# Your instructions
Pull out every line in the records below that contains the word "wing", matching its case exactly.

Entries for bounding box labeling
* * * * * * * * *

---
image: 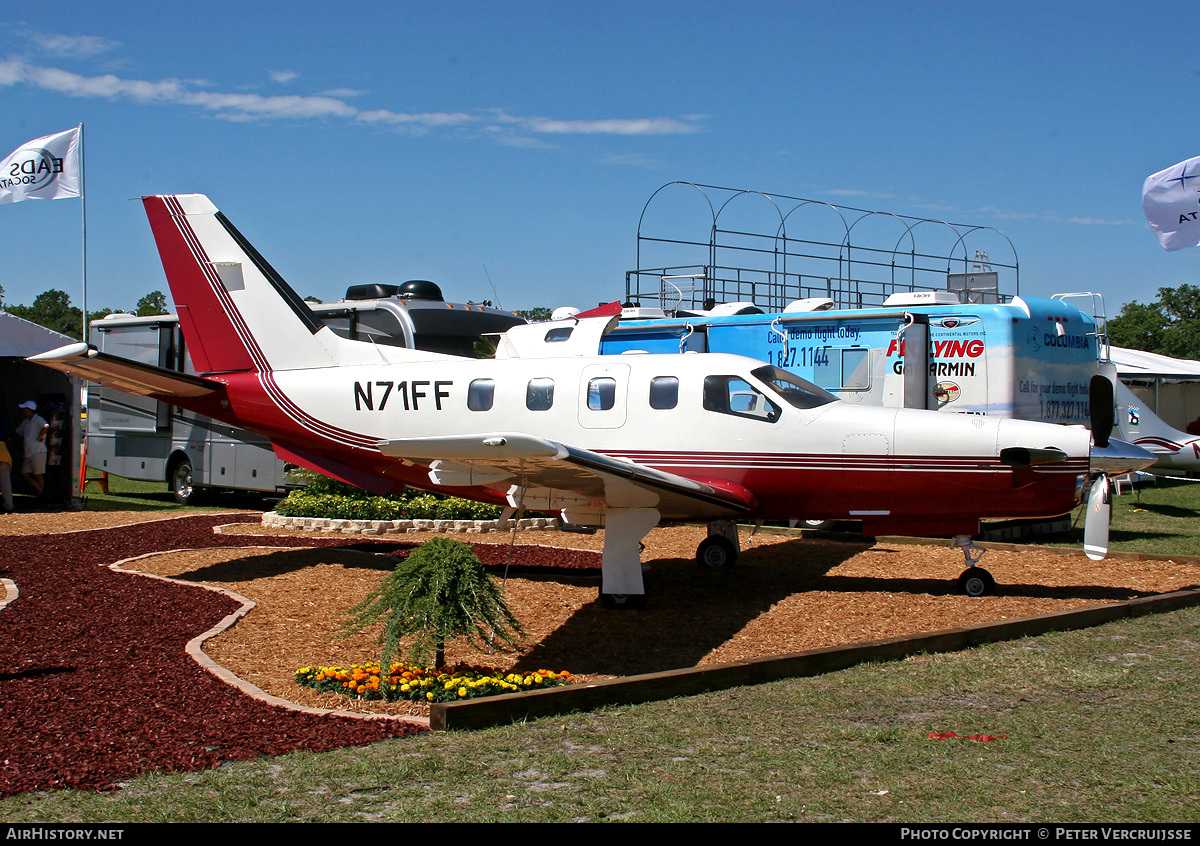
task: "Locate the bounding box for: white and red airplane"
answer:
[31,194,1153,607]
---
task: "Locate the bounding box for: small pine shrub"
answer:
[346,538,524,668]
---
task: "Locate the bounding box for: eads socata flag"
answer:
[1141,156,1200,251]
[0,126,79,203]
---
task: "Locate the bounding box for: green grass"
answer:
[1039,479,1200,556]
[0,610,1200,822]
[0,480,1200,823]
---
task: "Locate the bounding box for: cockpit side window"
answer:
[704,376,780,422]
[526,377,554,412]
[467,379,496,412]
[751,365,838,408]
[588,376,617,412]
[650,376,679,410]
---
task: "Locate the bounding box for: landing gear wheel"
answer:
[170,461,196,505]
[959,566,996,596]
[600,593,646,611]
[696,535,738,568]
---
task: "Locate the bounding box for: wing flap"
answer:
[379,432,756,520]
[26,343,224,398]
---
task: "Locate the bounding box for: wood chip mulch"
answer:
[0,514,1200,794]
[0,515,429,796]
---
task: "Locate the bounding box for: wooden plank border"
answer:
[430,588,1200,731]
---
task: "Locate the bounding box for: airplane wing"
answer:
[379,432,757,520]
[26,342,224,397]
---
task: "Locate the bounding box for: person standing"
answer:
[17,400,50,497]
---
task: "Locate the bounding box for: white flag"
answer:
[1141,156,1200,251]
[0,126,79,203]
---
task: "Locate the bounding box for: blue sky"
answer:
[0,0,1200,316]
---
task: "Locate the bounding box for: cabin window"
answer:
[812,348,871,391]
[467,379,496,412]
[588,376,617,412]
[650,376,679,410]
[751,365,838,408]
[526,377,554,412]
[704,376,780,422]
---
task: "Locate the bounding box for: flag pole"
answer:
[79,121,88,343]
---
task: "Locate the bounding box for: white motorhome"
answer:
[88,280,524,503]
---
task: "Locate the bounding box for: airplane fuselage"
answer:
[184,345,1090,535]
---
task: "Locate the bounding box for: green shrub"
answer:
[346,538,523,668]
[275,480,500,520]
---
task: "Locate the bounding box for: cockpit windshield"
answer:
[751,365,838,408]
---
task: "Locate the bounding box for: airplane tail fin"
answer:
[142,194,341,373]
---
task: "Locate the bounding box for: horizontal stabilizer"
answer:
[28,343,224,398]
[379,432,756,520]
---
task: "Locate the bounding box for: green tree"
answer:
[517,306,552,323]
[133,290,167,317]
[346,538,523,670]
[8,289,83,338]
[1108,284,1200,359]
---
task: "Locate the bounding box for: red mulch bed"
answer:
[0,515,599,796]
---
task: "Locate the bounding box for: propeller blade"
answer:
[1087,376,1116,449]
[1084,473,1112,562]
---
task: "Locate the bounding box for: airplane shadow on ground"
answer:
[147,539,1180,676]
[516,540,1171,676]
[516,540,871,676]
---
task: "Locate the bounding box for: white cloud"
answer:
[0,56,700,139]
[518,118,700,136]
[26,32,121,59]
[599,152,662,170]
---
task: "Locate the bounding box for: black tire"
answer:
[959,566,996,596]
[696,535,738,568]
[168,458,196,505]
[600,593,646,611]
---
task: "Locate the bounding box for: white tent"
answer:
[1111,347,1200,431]
[0,311,83,504]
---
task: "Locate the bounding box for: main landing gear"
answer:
[950,535,996,596]
[696,520,739,568]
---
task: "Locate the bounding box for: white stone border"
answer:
[263,511,560,535]
[108,546,430,728]
[0,578,20,610]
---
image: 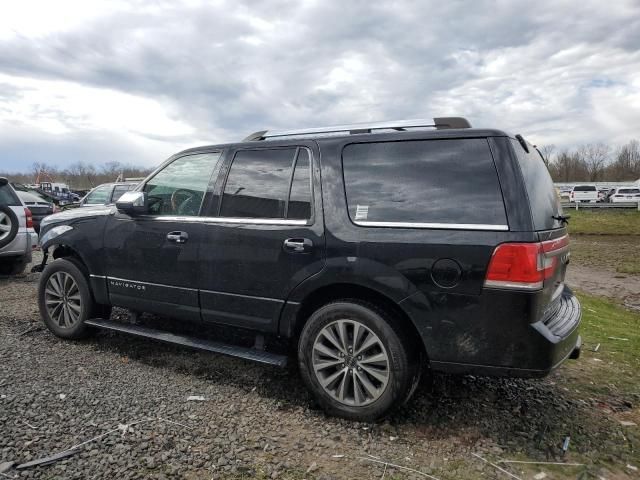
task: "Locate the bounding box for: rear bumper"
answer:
[404,287,582,377]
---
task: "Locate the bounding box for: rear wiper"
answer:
[551,215,571,225]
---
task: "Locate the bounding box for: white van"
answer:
[569,185,598,203]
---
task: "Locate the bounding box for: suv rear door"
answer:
[198,141,325,332]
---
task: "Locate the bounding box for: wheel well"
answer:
[293,283,428,358]
[51,245,89,273]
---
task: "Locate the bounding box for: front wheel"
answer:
[38,258,105,339]
[298,300,420,421]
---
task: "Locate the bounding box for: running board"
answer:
[84,318,287,367]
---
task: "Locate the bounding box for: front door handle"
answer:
[167,232,189,243]
[283,238,313,253]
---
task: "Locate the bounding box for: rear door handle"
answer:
[167,232,189,243]
[283,238,313,253]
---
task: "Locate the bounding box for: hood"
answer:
[41,205,116,228]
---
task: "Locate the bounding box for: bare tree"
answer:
[577,143,611,182]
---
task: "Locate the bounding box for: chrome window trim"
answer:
[138,215,311,226]
[353,220,509,232]
[106,277,198,292]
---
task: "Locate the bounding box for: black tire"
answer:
[0,205,20,248]
[38,258,104,339]
[298,299,421,422]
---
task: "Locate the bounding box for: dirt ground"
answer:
[0,249,640,480]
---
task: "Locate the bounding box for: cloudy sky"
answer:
[0,0,640,171]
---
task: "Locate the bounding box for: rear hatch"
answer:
[511,139,569,319]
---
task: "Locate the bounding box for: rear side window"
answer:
[111,185,135,203]
[287,149,311,220]
[220,148,311,220]
[0,185,21,207]
[342,139,508,230]
[84,185,112,205]
[511,139,564,230]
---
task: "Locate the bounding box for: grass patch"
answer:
[565,293,640,398]
[569,235,640,275]
[565,208,640,235]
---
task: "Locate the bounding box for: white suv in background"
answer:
[0,177,38,275]
[609,187,640,203]
[569,185,598,203]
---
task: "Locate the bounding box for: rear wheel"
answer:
[0,205,20,248]
[298,300,420,421]
[38,258,110,339]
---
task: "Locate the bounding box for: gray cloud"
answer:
[0,0,640,172]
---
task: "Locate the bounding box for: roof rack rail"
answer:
[243,117,471,142]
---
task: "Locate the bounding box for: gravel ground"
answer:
[0,253,631,480]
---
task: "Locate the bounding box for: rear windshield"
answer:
[0,185,21,207]
[511,139,560,230]
[342,138,508,230]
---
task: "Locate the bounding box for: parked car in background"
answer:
[569,185,598,203]
[609,187,640,203]
[598,188,609,202]
[38,118,584,421]
[0,177,38,275]
[16,190,60,233]
[80,182,138,207]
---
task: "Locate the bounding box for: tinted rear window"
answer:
[0,185,21,207]
[342,139,507,229]
[220,148,296,218]
[511,140,560,230]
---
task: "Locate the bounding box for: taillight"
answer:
[24,207,33,228]
[484,235,569,290]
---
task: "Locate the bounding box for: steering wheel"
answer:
[171,188,196,214]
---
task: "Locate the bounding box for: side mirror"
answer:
[116,192,148,215]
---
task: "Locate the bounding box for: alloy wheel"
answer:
[0,212,12,240]
[311,319,390,407]
[44,272,82,328]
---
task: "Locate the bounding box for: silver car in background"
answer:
[0,177,38,275]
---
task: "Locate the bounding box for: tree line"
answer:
[0,161,151,191]
[540,140,640,182]
[5,140,640,190]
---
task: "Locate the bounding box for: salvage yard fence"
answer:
[562,202,640,211]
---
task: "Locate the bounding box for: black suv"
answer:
[39,117,581,420]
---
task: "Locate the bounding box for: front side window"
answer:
[83,185,112,205]
[143,152,221,216]
[220,148,311,219]
[342,139,507,230]
[0,185,20,207]
[111,183,135,203]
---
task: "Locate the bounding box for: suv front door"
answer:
[104,151,221,320]
[198,142,325,332]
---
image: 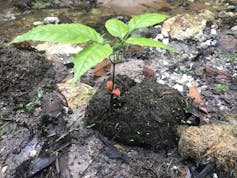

* * * * * * * * *

# The reply
task: "Locate the bounding box for: wing flap"
task: "Locate the bounding box for: airplane wing"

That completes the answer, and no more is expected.